=== SUPPLIED INFORMATION ===
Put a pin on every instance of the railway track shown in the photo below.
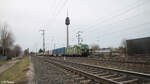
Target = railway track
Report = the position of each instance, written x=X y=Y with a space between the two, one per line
x=101 y=75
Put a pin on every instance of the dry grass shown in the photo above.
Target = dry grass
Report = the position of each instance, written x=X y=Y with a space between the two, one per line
x=3 y=62
x=17 y=73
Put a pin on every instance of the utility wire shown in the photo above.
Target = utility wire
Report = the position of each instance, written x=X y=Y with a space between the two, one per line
x=118 y=15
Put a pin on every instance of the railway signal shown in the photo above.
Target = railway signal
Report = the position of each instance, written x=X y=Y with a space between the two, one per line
x=43 y=34
x=67 y=22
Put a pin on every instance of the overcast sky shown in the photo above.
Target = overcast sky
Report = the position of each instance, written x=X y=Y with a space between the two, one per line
x=103 y=22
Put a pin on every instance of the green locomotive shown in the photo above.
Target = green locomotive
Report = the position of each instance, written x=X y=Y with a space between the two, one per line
x=77 y=50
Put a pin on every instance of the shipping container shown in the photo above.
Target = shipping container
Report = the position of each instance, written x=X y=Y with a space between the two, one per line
x=59 y=51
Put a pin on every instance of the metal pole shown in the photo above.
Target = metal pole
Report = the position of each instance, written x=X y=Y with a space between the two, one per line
x=43 y=33
x=67 y=36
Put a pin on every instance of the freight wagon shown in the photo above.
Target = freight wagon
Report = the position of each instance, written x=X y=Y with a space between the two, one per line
x=76 y=50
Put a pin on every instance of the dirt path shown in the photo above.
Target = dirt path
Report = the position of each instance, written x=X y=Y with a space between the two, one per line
x=7 y=65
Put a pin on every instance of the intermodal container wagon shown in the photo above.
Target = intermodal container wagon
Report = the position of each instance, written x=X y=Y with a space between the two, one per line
x=59 y=51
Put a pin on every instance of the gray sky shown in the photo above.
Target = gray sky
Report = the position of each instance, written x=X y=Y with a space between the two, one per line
x=103 y=22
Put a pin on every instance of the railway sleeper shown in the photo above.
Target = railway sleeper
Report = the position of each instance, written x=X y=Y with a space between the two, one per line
x=79 y=78
x=103 y=74
x=85 y=81
x=108 y=76
x=131 y=81
x=119 y=77
x=98 y=72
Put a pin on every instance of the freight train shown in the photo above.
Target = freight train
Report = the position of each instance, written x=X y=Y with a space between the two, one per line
x=76 y=50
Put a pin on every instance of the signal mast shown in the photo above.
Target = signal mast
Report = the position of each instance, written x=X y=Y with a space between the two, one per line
x=67 y=22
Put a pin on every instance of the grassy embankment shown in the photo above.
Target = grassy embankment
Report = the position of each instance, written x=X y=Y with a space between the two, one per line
x=16 y=73
x=3 y=62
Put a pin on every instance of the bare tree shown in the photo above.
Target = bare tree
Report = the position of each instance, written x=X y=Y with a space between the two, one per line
x=95 y=47
x=6 y=39
x=17 y=50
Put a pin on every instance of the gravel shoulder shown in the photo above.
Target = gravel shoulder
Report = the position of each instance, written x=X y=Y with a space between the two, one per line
x=46 y=73
x=7 y=65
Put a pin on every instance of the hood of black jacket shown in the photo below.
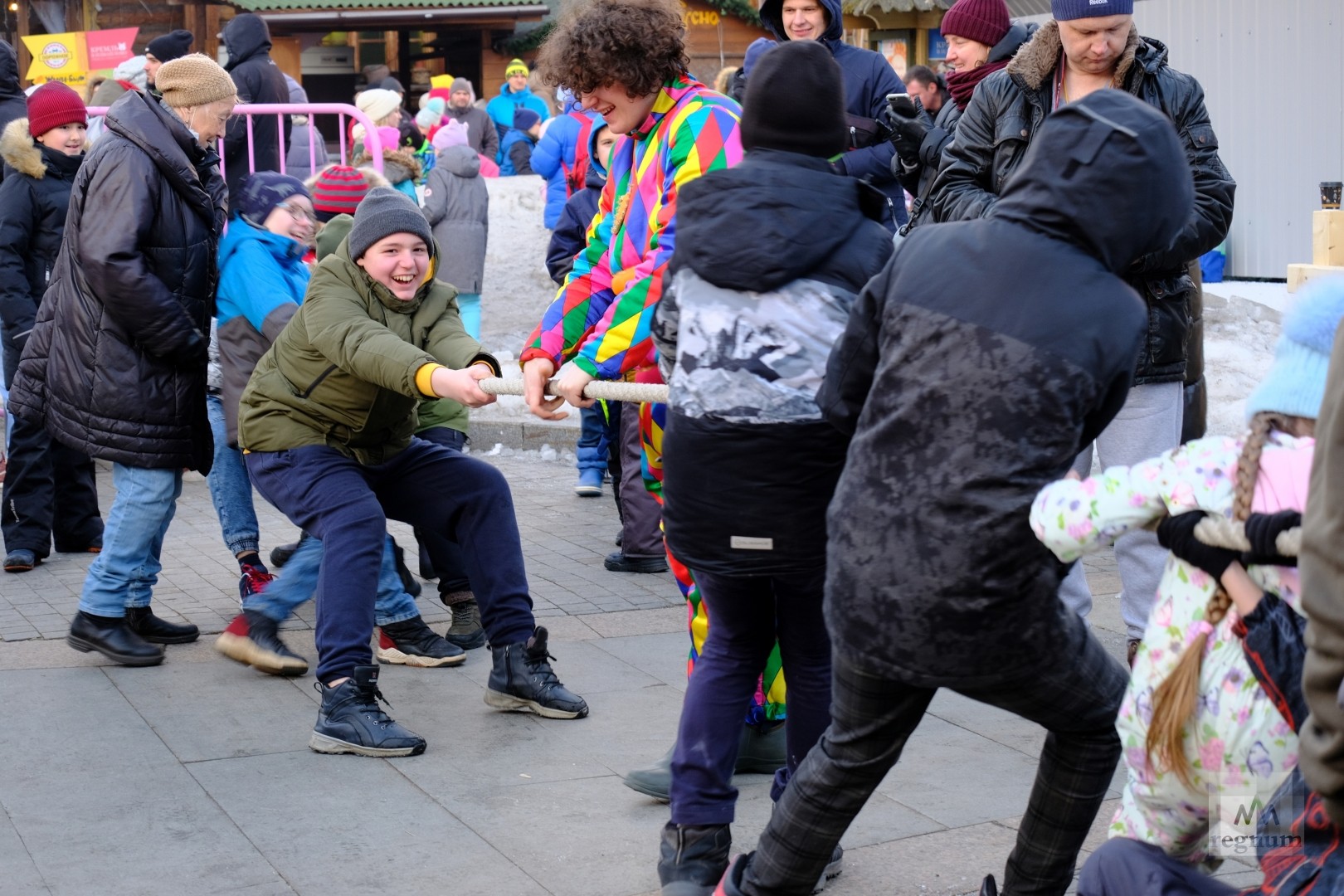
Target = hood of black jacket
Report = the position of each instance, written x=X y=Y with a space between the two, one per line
x=246 y=35
x=772 y=17
x=1107 y=173
x=149 y=124
x=769 y=221
x=10 y=85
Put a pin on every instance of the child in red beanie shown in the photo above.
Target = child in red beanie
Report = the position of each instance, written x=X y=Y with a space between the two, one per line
x=45 y=152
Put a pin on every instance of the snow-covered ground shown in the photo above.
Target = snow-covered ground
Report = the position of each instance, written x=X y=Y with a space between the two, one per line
x=1241 y=319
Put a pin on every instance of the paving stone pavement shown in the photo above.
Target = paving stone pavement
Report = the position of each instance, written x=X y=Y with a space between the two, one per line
x=194 y=777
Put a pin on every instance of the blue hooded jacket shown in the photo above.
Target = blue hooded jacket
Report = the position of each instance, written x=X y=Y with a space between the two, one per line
x=502 y=110
x=262 y=280
x=867 y=80
x=554 y=153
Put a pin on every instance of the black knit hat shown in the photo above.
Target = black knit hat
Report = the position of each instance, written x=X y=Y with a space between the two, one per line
x=795 y=101
x=382 y=212
x=169 y=46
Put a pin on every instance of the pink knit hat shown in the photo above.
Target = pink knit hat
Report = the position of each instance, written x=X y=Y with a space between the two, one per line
x=450 y=134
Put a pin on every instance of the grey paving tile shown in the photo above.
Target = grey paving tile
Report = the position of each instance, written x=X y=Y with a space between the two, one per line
x=100 y=763
x=218 y=709
x=379 y=835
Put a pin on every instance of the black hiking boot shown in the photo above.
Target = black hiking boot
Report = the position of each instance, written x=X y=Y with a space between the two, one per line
x=351 y=722
x=522 y=679
x=465 y=631
x=693 y=859
x=113 y=638
x=155 y=631
x=414 y=644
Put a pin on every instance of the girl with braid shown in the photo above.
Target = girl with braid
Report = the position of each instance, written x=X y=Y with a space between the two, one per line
x=1195 y=722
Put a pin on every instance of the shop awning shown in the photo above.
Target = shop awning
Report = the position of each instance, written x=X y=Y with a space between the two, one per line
x=387 y=14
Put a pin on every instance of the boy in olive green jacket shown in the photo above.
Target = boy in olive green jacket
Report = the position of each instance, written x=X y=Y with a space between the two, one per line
x=329 y=425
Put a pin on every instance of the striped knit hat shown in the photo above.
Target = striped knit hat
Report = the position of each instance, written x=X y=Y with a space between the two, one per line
x=339 y=190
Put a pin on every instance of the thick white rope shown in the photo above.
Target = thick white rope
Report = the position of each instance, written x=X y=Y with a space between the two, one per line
x=605 y=390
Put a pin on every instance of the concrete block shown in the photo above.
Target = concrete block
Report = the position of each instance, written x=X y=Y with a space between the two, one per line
x=1298 y=275
x=344 y=825
x=1328 y=238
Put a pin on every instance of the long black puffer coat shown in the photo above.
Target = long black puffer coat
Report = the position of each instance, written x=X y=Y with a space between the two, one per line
x=1004 y=117
x=116 y=363
x=34 y=199
x=258 y=80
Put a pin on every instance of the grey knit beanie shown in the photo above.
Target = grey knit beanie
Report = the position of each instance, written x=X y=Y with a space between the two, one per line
x=382 y=212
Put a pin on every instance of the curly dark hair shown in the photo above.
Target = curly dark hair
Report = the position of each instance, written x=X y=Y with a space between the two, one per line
x=597 y=43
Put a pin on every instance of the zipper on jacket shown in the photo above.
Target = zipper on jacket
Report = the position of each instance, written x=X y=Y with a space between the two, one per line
x=318 y=382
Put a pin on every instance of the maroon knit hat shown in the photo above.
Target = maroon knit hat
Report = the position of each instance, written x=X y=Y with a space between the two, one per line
x=52 y=105
x=980 y=21
x=339 y=190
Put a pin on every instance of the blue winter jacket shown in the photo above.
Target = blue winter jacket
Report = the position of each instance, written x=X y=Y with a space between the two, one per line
x=867 y=80
x=262 y=278
x=502 y=110
x=511 y=160
x=554 y=153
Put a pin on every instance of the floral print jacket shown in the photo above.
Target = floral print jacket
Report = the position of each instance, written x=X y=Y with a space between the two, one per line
x=1237 y=742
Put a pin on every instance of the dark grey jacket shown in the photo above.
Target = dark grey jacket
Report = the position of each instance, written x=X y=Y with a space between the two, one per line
x=968 y=394
x=459 y=212
x=1003 y=119
x=116 y=363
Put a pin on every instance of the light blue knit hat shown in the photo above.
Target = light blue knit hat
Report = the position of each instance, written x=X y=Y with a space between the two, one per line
x=1296 y=382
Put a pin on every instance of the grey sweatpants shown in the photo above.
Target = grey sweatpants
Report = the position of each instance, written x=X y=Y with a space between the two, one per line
x=1147 y=425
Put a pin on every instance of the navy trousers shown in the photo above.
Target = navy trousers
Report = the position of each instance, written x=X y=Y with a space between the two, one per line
x=347 y=504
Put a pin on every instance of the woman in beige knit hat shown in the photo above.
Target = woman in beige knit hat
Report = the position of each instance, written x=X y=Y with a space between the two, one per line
x=116 y=363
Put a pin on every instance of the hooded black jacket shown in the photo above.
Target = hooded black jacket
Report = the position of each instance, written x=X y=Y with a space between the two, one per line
x=1003 y=119
x=14 y=104
x=969 y=391
x=741 y=319
x=34 y=199
x=258 y=80
x=867 y=80
x=117 y=360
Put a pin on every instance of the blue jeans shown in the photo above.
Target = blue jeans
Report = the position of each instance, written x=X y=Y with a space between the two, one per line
x=230 y=489
x=346 y=504
x=470 y=309
x=125 y=572
x=299 y=581
x=596 y=438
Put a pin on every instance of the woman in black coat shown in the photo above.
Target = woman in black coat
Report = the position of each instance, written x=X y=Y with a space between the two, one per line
x=49 y=488
x=116 y=364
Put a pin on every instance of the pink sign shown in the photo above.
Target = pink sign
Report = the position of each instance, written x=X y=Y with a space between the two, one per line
x=108 y=49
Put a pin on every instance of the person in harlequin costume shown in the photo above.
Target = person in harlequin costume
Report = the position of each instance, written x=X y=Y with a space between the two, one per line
x=626 y=61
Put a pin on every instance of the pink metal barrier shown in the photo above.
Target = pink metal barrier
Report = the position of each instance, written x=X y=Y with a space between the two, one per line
x=371 y=143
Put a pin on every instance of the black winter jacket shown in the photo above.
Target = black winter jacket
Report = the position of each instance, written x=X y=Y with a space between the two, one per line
x=14 y=104
x=117 y=360
x=743 y=332
x=968 y=394
x=258 y=80
x=1007 y=113
x=34 y=199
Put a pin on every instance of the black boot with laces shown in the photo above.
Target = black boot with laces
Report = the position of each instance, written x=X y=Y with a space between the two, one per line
x=351 y=720
x=522 y=679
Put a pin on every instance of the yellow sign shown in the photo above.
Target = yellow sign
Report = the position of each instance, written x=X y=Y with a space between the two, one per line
x=58 y=56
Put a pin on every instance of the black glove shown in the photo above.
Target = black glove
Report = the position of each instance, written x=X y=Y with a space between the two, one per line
x=1176 y=533
x=1262 y=531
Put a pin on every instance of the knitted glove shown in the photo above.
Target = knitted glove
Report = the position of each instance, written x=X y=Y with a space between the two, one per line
x=1176 y=533
x=1262 y=531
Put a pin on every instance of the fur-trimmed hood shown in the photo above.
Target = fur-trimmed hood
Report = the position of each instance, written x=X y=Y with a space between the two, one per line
x=21 y=152
x=1035 y=63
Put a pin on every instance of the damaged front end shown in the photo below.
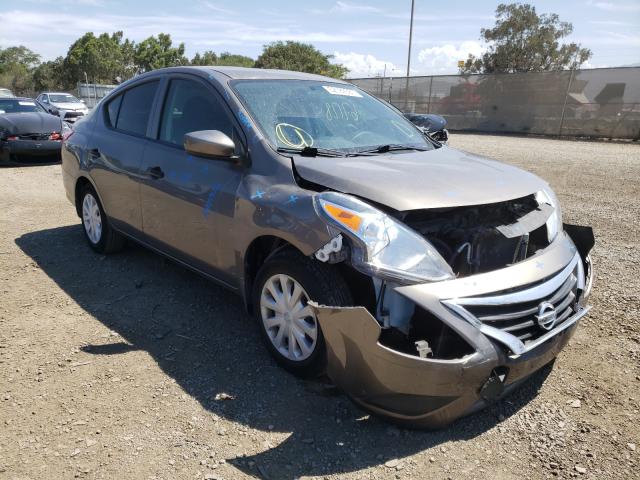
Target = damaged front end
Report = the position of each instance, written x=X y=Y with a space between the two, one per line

=== TASK BRIEF ===
Format the lines of the entries above, from the one containing "Put a pin on every instance of the striped" through the one containing "x=318 y=382", inclusive, as a Markdown table with the columns Row and Text. Number each line in Row and omit any blank lines.

=== RESULT OF THIS TASK ===
| Row | Text |
|---|---|
| 1 | Put a pin on every instance of the striped knit hat shown in the photo above. |
| 2 | Target = striped knit hat |
| 3 | Report = the position of each instance, written x=X y=Y with a space between the two, one per line |
| 4 | x=339 y=190 |
| 5 | Put a pin on every instance of the thick white rope shown in the photo above. |
| 6 | Target = thick white rope |
| 7 | Report = the position of each instance, written x=X y=Y with a space between the two, one per line |
| 8 | x=605 y=390 |
| 9 | Put a pin on every instance of the concrete block shown in the photo above. |
| 10 | Target = concrete block |
| 11 | Report = the position of each instance, written x=X y=Y with a space between the two, one per line |
| 12 | x=1298 y=275 |
| 13 | x=344 y=825 |
| 14 | x=1328 y=238 |
| 15 | Put a pin on every instance of the long black puffer coat shown in the photo above. |
| 16 | Target = long black puffer coat |
| 17 | Report = the position of each instance, written x=X y=Y with a space between the two, one per line |
| 18 | x=1004 y=117 |
| 19 | x=116 y=363 |
| 20 | x=34 y=199 |
| 21 | x=258 y=80 |
| 22 | Put a pin on every instance of the grey knit beanie shown in the photo above. |
| 23 | Target = grey knit beanie |
| 24 | Report = the position of each instance, written x=X y=Y with a space between the two, one per line |
| 25 | x=382 y=212 |
| 26 | Put a pin on every instance of the curly dark hair shown in the photo above. |
| 27 | Target = curly dark hair |
| 28 | Report = the position of each instance, written x=X y=Y with a space between the two, one per line |
| 29 | x=597 y=43 |
| 30 | Put a pin on every instance of the zipper on jacket shown in the photo above. |
| 31 | Target = zipper on jacket |
| 32 | Report = the position of each instance, written x=X y=Y with a space between the two, one per line |
| 33 | x=318 y=382 |